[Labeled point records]
□ □ □ □ □ □ □

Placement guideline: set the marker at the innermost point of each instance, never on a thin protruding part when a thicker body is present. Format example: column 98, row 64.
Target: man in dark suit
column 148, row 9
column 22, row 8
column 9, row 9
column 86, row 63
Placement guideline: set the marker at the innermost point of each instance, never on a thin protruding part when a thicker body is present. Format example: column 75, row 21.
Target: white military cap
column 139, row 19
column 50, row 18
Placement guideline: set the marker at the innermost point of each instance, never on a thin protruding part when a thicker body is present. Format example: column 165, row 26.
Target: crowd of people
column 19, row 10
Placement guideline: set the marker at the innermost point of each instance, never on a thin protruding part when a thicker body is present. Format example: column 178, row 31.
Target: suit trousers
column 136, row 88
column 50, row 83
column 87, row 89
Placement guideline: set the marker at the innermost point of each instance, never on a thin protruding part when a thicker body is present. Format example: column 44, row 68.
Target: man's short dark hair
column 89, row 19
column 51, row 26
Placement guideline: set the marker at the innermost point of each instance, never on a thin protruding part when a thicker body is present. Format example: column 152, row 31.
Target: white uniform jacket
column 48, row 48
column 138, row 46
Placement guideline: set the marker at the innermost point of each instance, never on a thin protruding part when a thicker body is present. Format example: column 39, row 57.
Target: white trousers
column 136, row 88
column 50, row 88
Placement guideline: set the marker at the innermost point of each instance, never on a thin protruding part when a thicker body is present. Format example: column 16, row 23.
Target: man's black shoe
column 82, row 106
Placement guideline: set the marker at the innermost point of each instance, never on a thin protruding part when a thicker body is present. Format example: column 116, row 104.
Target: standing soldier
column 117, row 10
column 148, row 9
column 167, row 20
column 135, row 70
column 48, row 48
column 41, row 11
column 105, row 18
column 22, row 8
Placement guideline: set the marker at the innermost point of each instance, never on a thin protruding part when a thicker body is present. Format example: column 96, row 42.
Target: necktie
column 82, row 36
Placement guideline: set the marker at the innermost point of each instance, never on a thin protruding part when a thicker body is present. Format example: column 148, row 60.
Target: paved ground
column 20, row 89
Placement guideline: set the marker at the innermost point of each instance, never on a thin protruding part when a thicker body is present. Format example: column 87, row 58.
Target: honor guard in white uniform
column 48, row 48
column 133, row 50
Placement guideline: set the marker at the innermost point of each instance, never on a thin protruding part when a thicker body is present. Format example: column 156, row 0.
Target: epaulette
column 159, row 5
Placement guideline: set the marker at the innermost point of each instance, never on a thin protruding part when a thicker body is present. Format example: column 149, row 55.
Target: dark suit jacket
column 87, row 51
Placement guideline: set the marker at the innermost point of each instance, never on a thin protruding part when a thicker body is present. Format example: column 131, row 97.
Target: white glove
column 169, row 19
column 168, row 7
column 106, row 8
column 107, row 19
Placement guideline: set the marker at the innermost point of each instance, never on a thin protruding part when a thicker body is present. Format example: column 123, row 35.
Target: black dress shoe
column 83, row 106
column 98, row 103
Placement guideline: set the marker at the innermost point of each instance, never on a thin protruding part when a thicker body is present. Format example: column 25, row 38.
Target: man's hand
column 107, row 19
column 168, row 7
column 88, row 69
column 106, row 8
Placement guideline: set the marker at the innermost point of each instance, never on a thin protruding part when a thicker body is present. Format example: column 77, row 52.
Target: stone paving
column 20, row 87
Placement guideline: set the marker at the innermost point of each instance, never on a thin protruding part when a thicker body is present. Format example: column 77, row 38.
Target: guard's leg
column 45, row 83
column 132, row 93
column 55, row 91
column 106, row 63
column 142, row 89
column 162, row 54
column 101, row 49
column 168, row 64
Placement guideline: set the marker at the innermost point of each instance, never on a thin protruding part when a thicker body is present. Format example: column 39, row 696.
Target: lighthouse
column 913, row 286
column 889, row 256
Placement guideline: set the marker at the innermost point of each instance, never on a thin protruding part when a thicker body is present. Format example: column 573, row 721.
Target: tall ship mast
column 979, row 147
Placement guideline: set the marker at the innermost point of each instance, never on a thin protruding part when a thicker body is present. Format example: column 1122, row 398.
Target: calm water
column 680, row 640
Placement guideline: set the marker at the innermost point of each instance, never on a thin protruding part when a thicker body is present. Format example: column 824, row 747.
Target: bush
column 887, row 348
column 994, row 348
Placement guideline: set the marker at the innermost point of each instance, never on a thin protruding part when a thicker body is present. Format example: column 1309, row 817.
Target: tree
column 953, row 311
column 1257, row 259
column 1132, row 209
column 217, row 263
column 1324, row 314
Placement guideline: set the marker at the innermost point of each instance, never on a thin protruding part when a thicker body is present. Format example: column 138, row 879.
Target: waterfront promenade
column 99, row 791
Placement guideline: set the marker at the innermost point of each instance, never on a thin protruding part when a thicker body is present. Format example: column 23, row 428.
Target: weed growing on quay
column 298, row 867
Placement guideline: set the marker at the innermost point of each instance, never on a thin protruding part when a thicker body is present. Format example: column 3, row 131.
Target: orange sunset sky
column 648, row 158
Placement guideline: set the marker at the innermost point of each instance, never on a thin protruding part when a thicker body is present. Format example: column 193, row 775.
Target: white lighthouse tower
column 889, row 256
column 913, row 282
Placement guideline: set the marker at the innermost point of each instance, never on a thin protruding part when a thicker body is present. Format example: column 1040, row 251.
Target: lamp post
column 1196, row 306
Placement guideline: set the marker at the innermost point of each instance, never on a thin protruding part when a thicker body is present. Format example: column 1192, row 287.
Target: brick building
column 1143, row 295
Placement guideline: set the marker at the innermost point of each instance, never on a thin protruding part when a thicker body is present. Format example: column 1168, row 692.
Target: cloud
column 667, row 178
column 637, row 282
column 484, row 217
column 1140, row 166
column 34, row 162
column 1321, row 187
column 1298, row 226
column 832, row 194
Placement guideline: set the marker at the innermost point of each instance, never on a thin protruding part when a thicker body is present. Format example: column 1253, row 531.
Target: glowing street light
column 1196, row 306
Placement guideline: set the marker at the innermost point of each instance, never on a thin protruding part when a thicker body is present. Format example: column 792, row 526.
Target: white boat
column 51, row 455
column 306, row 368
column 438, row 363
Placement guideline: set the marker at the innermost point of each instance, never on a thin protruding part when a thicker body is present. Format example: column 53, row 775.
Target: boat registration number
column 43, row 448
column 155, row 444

□ □ □ □ □ □ □

• **GIVEN PROBLEM**:
Retype the material from its first line through the line containing "column 86, row 63", including both of those lines.

• **OUTPUT FOR THIS EXERCISE**:
Placement guideline: set the marker at the innermost point of each instance, never on a thin protruding part when a thicker body is present. Format example: column 98, row 64.
Target: man in dark suit
column 148, row 9
column 22, row 8
column 9, row 9
column 86, row 63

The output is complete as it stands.